What you should do: Please rewrite the rows below from the line containing "mark the display table -- a dot per instance" through the end of the rows, both included, changing "a dot per instance" to "one dot per instance" and keeping everything else the same. Return only that part, and leave the pictures out.

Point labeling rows
◇ ◇ ◇
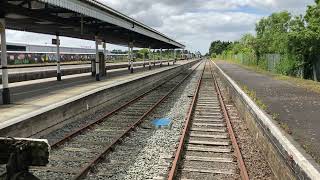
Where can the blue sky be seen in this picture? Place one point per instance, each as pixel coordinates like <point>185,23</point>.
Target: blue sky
<point>193,22</point>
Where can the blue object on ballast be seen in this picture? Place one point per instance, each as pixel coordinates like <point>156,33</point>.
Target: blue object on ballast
<point>163,122</point>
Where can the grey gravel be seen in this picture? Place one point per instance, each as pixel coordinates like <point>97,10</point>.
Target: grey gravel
<point>257,166</point>
<point>150,148</point>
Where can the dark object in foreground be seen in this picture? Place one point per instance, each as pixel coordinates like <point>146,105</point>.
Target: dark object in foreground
<point>18,154</point>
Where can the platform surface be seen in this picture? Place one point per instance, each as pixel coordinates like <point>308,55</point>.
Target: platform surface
<point>297,108</point>
<point>53,68</point>
<point>33,97</point>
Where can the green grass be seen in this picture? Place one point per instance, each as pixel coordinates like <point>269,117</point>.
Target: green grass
<point>303,83</point>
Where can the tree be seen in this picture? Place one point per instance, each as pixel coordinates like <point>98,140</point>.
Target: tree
<point>217,47</point>
<point>272,33</point>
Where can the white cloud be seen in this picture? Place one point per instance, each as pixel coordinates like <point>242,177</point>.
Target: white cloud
<point>193,22</point>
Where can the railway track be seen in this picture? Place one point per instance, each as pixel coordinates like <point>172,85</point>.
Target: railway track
<point>80,151</point>
<point>208,148</point>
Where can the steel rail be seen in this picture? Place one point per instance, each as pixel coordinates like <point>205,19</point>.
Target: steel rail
<point>110,147</point>
<point>183,136</point>
<point>241,164</point>
<point>100,120</point>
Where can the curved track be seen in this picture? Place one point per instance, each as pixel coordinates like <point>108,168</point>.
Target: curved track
<point>208,148</point>
<point>75,155</point>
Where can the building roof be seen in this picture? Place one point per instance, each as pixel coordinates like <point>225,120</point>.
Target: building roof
<point>82,19</point>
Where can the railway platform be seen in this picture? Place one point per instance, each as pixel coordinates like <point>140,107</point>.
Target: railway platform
<point>295,108</point>
<point>35,98</point>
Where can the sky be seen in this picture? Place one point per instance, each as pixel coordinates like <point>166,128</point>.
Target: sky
<point>195,23</point>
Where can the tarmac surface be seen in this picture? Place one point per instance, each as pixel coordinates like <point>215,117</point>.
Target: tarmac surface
<point>296,108</point>
<point>34,89</point>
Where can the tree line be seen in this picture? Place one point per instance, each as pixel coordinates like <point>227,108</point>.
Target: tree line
<point>295,37</point>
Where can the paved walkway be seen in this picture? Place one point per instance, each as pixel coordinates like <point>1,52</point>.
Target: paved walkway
<point>297,107</point>
<point>35,98</point>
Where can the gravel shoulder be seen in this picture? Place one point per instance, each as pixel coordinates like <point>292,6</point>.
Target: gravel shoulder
<point>150,148</point>
<point>295,108</point>
<point>257,166</point>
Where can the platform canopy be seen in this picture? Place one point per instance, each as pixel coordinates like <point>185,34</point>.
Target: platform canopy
<point>82,19</point>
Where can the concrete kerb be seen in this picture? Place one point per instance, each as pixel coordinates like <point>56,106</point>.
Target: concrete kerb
<point>286,157</point>
<point>70,109</point>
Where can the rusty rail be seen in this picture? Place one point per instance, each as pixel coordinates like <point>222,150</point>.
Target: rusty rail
<point>174,167</point>
<point>109,148</point>
<point>241,164</point>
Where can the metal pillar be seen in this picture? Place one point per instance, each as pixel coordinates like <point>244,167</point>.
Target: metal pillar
<point>58,59</point>
<point>97,60</point>
<point>144,58</point>
<point>149,57</point>
<point>4,63</point>
<point>174,56</point>
<point>105,53</point>
<point>161,57</point>
<point>154,58</point>
<point>169,57</point>
<point>131,57</point>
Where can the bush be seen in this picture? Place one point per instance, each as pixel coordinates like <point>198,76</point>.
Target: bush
<point>288,66</point>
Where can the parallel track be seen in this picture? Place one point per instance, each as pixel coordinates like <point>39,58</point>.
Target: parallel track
<point>208,148</point>
<point>75,155</point>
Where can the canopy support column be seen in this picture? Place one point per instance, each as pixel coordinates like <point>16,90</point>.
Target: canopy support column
<point>161,57</point>
<point>174,56</point>
<point>58,59</point>
<point>4,63</point>
<point>149,57</point>
<point>105,54</point>
<point>131,57</point>
<point>97,60</point>
<point>154,58</point>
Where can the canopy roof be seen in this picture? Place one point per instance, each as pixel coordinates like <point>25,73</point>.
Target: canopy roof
<point>82,19</point>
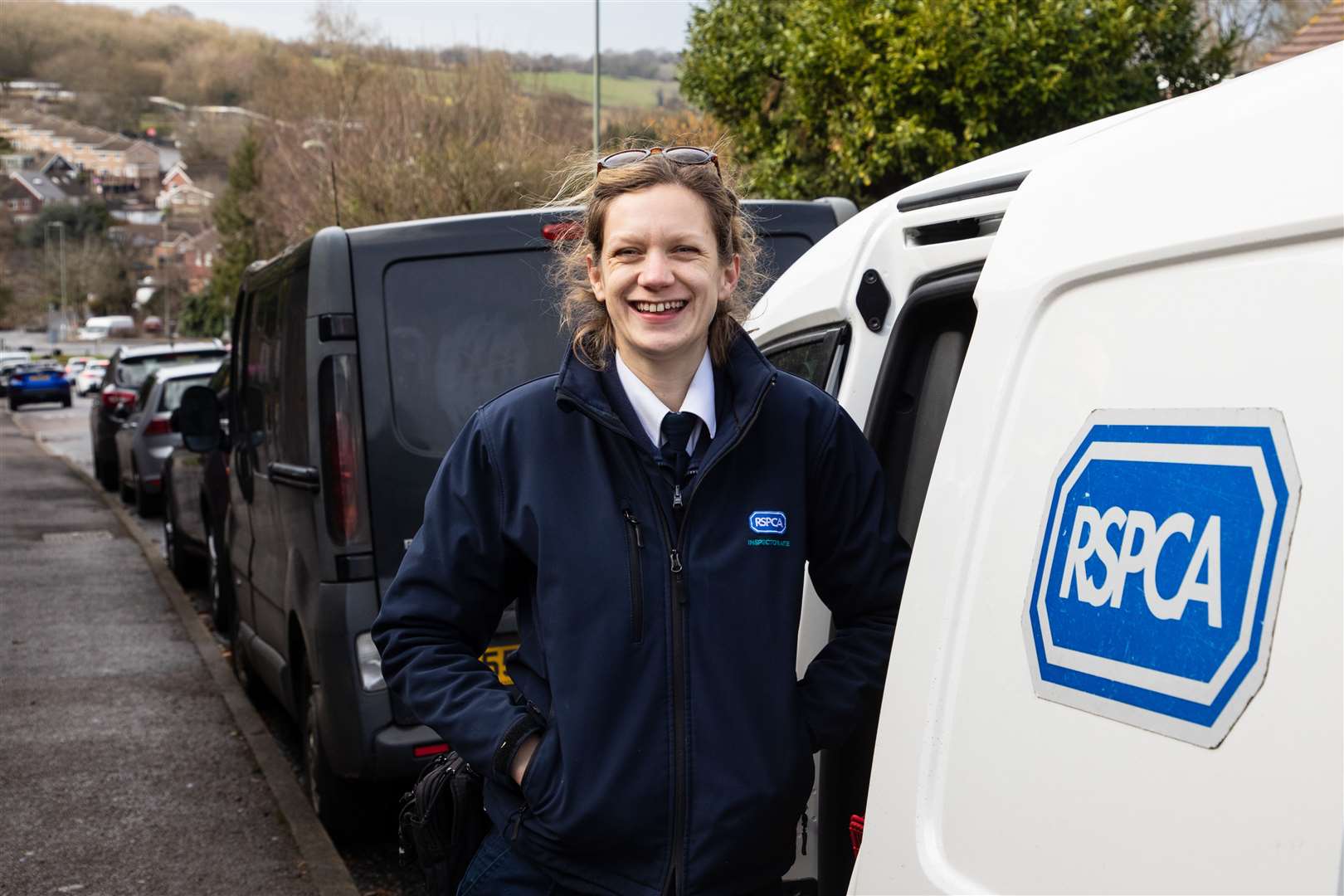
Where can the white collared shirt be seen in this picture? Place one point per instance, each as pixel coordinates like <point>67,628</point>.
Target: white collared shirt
<point>650,410</point>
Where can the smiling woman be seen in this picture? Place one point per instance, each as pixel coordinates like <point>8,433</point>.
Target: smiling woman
<point>648,743</point>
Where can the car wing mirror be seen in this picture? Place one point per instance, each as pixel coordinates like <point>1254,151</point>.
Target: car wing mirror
<point>197,419</point>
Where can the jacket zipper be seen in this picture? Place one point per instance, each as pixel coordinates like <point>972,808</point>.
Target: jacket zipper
<point>675,879</point>
<point>635,547</point>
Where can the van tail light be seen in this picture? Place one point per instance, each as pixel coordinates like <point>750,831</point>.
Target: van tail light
<point>562,230</point>
<point>113,397</point>
<point>343,450</point>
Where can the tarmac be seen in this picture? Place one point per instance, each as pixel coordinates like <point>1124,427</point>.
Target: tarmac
<point>130,762</point>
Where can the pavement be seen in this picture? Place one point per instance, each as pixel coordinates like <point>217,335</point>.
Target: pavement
<point>129,759</point>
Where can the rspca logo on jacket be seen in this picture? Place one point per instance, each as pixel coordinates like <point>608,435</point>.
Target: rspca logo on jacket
<point>1157,572</point>
<point>767,522</point>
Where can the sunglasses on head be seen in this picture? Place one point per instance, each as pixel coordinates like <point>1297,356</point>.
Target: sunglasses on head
<point>679,155</point>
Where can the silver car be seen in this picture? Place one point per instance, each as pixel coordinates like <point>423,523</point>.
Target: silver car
<point>147,438</point>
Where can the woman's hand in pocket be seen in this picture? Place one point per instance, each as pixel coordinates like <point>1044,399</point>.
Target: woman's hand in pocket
<point>522,758</point>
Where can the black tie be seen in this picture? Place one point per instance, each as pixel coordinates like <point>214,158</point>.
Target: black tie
<point>676,433</point>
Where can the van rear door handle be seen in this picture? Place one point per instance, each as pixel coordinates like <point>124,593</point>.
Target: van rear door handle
<point>293,476</point>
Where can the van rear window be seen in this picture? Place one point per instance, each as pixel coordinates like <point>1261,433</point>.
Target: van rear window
<point>463,329</point>
<point>134,371</point>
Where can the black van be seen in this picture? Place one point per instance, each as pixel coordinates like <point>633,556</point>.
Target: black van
<point>359,355</point>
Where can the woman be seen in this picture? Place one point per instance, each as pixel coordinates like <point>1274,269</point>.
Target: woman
<point>657,739</point>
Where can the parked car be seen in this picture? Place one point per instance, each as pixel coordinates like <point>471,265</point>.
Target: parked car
<point>358,355</point>
<point>147,438</point>
<point>127,373</point>
<point>1107,394</point>
<point>7,366</point>
<point>74,364</point>
<point>195,500</point>
<point>106,327</point>
<point>37,383</point>
<point>90,377</point>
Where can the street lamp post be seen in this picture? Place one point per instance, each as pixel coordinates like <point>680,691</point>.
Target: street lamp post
<point>318,144</point>
<point>46,231</point>
<point>597,77</point>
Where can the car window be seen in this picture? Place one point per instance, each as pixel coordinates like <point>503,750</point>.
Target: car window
<point>132,371</point>
<point>145,388</point>
<point>171,397</point>
<point>460,331</point>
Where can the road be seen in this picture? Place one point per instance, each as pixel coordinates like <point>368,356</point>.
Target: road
<point>371,855</point>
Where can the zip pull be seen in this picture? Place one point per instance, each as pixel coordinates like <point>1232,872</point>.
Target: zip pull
<point>635,524</point>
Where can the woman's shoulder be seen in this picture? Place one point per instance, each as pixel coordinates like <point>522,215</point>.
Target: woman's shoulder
<point>524,399</point>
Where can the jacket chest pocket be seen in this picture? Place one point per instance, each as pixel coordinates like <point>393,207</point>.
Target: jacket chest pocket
<point>635,555</point>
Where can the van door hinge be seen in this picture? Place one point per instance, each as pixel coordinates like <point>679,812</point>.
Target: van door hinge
<point>332,327</point>
<point>874,299</point>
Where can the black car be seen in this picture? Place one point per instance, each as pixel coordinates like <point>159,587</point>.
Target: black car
<point>358,356</point>
<point>127,371</point>
<point>195,497</point>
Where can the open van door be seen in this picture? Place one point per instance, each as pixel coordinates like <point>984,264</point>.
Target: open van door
<point>1166,286</point>
<point>1118,663</point>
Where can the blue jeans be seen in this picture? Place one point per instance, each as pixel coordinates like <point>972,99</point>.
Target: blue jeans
<point>498,871</point>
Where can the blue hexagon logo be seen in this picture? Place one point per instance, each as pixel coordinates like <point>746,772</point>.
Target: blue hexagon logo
<point>1159,567</point>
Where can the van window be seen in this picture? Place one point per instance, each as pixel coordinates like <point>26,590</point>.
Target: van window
<point>134,371</point>
<point>175,388</point>
<point>816,356</point>
<point>275,371</point>
<point>460,331</point>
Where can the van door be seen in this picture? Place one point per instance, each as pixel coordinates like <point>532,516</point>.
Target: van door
<point>1118,663</point>
<point>882,321</point>
<point>284,480</point>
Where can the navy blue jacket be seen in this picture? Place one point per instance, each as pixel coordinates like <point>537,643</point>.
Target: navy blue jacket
<point>659,644</point>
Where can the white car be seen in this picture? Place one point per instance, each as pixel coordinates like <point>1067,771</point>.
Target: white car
<point>90,377</point>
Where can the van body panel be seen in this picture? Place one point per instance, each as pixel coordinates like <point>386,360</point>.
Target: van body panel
<point>816,292</point>
<point>1133,270</point>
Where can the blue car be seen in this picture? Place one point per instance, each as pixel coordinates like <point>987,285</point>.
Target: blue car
<point>37,383</point>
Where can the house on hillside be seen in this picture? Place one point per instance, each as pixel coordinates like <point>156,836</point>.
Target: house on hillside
<point>186,199</point>
<point>28,192</point>
<point>177,176</point>
<point>1322,30</point>
<point>199,260</point>
<point>116,163</point>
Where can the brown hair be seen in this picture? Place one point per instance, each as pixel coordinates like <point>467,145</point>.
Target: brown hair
<point>593,334</point>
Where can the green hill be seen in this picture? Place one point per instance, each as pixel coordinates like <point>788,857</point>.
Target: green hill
<point>635,93</point>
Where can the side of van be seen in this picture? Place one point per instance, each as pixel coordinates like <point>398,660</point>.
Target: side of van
<point>1103,373</point>
<point>359,355</point>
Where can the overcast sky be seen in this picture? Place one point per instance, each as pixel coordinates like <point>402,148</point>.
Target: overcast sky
<point>530,26</point>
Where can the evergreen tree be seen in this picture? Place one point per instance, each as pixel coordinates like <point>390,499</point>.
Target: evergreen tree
<point>863,97</point>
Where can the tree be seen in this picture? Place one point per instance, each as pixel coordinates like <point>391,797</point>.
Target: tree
<point>242,240</point>
<point>864,97</point>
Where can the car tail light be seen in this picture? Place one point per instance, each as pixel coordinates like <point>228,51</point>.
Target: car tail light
<point>113,397</point>
<point>343,450</point>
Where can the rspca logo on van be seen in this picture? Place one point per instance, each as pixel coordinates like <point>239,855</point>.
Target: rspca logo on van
<point>1157,574</point>
<point>767,522</point>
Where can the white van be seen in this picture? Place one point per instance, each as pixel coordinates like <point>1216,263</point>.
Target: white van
<point>110,327</point>
<point>1103,373</point>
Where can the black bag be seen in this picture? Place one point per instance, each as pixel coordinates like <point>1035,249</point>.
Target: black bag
<point>442,821</point>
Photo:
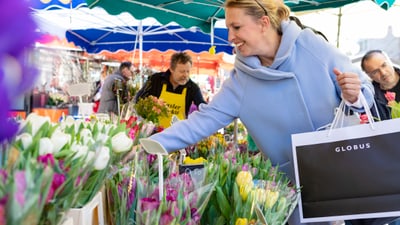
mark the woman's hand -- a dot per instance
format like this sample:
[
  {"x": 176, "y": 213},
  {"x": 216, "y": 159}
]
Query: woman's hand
[{"x": 350, "y": 84}]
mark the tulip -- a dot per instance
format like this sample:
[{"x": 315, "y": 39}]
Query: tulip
[
  {"x": 244, "y": 178},
  {"x": 241, "y": 221},
  {"x": 26, "y": 140},
  {"x": 45, "y": 146},
  {"x": 60, "y": 139},
  {"x": 258, "y": 195},
  {"x": 271, "y": 198},
  {"x": 81, "y": 150},
  {"x": 121, "y": 142},
  {"x": 102, "y": 158},
  {"x": 86, "y": 136},
  {"x": 36, "y": 121}
]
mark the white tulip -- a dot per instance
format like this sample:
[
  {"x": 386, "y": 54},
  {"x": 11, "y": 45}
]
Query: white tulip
[
  {"x": 86, "y": 136},
  {"x": 148, "y": 128},
  {"x": 81, "y": 150},
  {"x": 60, "y": 139},
  {"x": 69, "y": 121},
  {"x": 26, "y": 140},
  {"x": 45, "y": 146},
  {"x": 103, "y": 156},
  {"x": 89, "y": 157},
  {"x": 121, "y": 142},
  {"x": 78, "y": 124},
  {"x": 102, "y": 138},
  {"x": 36, "y": 121}
]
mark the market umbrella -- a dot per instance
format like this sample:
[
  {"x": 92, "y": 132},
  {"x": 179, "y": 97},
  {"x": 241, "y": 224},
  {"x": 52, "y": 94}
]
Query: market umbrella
[
  {"x": 160, "y": 37},
  {"x": 199, "y": 13}
]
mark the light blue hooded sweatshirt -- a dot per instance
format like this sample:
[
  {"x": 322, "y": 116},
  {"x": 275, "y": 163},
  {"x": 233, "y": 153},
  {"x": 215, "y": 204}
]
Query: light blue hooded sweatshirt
[{"x": 297, "y": 93}]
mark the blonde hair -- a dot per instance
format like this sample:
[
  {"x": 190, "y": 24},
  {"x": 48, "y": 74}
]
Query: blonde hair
[{"x": 276, "y": 10}]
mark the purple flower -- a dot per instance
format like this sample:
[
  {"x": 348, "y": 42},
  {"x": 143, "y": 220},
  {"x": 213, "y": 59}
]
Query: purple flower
[
  {"x": 151, "y": 158},
  {"x": 20, "y": 182},
  {"x": 46, "y": 159},
  {"x": 3, "y": 175},
  {"x": 148, "y": 204},
  {"x": 166, "y": 219},
  {"x": 14, "y": 44},
  {"x": 172, "y": 194},
  {"x": 192, "y": 108}
]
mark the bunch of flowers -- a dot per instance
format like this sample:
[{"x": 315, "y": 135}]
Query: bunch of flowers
[
  {"x": 120, "y": 184},
  {"x": 249, "y": 191},
  {"x": 184, "y": 197},
  {"x": 77, "y": 152},
  {"x": 152, "y": 108},
  {"x": 22, "y": 192},
  {"x": 395, "y": 106},
  {"x": 57, "y": 99},
  {"x": 206, "y": 148}
]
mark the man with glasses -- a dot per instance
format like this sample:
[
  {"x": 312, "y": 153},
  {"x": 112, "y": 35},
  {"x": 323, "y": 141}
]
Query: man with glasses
[
  {"x": 385, "y": 78},
  {"x": 175, "y": 87}
]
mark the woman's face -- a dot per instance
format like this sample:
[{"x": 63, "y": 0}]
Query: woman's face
[
  {"x": 381, "y": 70},
  {"x": 244, "y": 32}
]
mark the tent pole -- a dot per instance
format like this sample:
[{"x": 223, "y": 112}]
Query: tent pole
[
  {"x": 140, "y": 31},
  {"x": 339, "y": 26},
  {"x": 212, "y": 32}
]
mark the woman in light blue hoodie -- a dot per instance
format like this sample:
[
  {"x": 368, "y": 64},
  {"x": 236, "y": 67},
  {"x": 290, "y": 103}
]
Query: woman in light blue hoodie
[{"x": 285, "y": 80}]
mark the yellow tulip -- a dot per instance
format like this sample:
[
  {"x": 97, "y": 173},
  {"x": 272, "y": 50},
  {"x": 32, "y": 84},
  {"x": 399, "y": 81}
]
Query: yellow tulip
[
  {"x": 258, "y": 195},
  {"x": 244, "y": 178},
  {"x": 244, "y": 191},
  {"x": 241, "y": 221},
  {"x": 271, "y": 198}
]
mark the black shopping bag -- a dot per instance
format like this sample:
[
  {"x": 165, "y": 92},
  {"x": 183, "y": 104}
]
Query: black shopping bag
[{"x": 348, "y": 173}]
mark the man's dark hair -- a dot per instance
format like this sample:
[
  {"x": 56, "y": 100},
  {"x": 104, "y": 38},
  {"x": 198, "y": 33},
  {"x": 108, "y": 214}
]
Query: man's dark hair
[
  {"x": 181, "y": 58},
  {"x": 368, "y": 56},
  {"x": 125, "y": 65}
]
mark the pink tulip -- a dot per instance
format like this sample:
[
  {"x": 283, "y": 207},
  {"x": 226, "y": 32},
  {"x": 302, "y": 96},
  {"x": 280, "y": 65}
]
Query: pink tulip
[
  {"x": 46, "y": 159},
  {"x": 21, "y": 187},
  {"x": 390, "y": 96},
  {"x": 149, "y": 204}
]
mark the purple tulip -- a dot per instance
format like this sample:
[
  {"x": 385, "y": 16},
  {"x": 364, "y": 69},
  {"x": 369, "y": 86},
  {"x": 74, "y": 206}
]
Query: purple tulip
[
  {"x": 20, "y": 182},
  {"x": 166, "y": 219},
  {"x": 172, "y": 194},
  {"x": 46, "y": 159},
  {"x": 149, "y": 204}
]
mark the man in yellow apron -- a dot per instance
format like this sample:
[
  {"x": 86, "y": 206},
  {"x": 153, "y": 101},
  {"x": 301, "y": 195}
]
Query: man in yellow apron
[{"x": 175, "y": 87}]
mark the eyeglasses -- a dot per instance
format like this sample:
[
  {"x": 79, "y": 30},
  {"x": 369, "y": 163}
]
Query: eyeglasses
[
  {"x": 377, "y": 71},
  {"x": 261, "y": 6}
]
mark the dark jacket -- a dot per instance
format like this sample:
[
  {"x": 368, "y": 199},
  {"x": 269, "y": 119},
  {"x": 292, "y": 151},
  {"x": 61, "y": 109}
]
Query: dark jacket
[
  {"x": 154, "y": 84},
  {"x": 381, "y": 101}
]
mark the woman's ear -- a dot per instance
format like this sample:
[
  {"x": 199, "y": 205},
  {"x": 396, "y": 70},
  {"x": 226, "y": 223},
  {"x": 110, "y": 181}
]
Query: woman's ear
[{"x": 265, "y": 21}]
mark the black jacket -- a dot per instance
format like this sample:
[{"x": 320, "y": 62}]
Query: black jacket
[{"x": 154, "y": 84}]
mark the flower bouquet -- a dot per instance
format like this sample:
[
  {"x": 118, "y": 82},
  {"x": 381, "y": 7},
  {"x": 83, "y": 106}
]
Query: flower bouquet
[
  {"x": 249, "y": 191},
  {"x": 71, "y": 153},
  {"x": 151, "y": 109},
  {"x": 395, "y": 106},
  {"x": 183, "y": 199},
  {"x": 22, "y": 192}
]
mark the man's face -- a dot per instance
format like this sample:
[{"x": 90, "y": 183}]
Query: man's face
[
  {"x": 127, "y": 72},
  {"x": 180, "y": 75},
  {"x": 381, "y": 70}
]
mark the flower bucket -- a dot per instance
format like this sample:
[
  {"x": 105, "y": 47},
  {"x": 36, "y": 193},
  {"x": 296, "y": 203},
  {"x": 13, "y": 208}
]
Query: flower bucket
[{"x": 90, "y": 214}]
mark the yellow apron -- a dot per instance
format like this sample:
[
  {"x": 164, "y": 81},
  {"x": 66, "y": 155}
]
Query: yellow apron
[{"x": 176, "y": 104}]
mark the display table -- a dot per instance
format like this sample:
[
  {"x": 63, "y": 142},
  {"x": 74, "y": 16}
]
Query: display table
[{"x": 54, "y": 113}]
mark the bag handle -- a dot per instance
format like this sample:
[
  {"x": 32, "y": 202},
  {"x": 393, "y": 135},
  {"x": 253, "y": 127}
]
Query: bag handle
[{"x": 339, "y": 116}]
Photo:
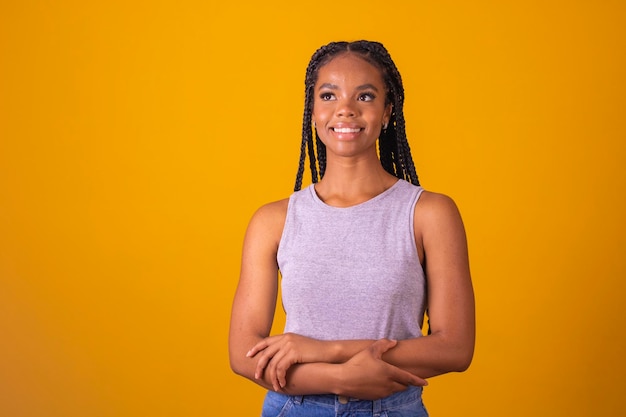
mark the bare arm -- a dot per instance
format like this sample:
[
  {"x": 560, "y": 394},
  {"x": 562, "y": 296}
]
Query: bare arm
◇ ◇ ◇
Solution to this problem:
mark the display table -- one dot per instance
format like this sample:
[
  {"x": 63, "y": 142},
  {"x": 74, "y": 16}
]
Query: display table
[{"x": 54, "y": 113}]
mark the bag handle -- one dot per instance
format like this sample:
[
  {"x": 32, "y": 202},
  {"x": 393, "y": 135},
  {"x": 253, "y": 127}
]
Query: bag handle
[{"x": 339, "y": 116}]
Photo:
mark the bare arm -- one dot per instance
format like this sample:
[
  {"x": 560, "y": 394},
  {"x": 562, "y": 296}
]
Query: bare arm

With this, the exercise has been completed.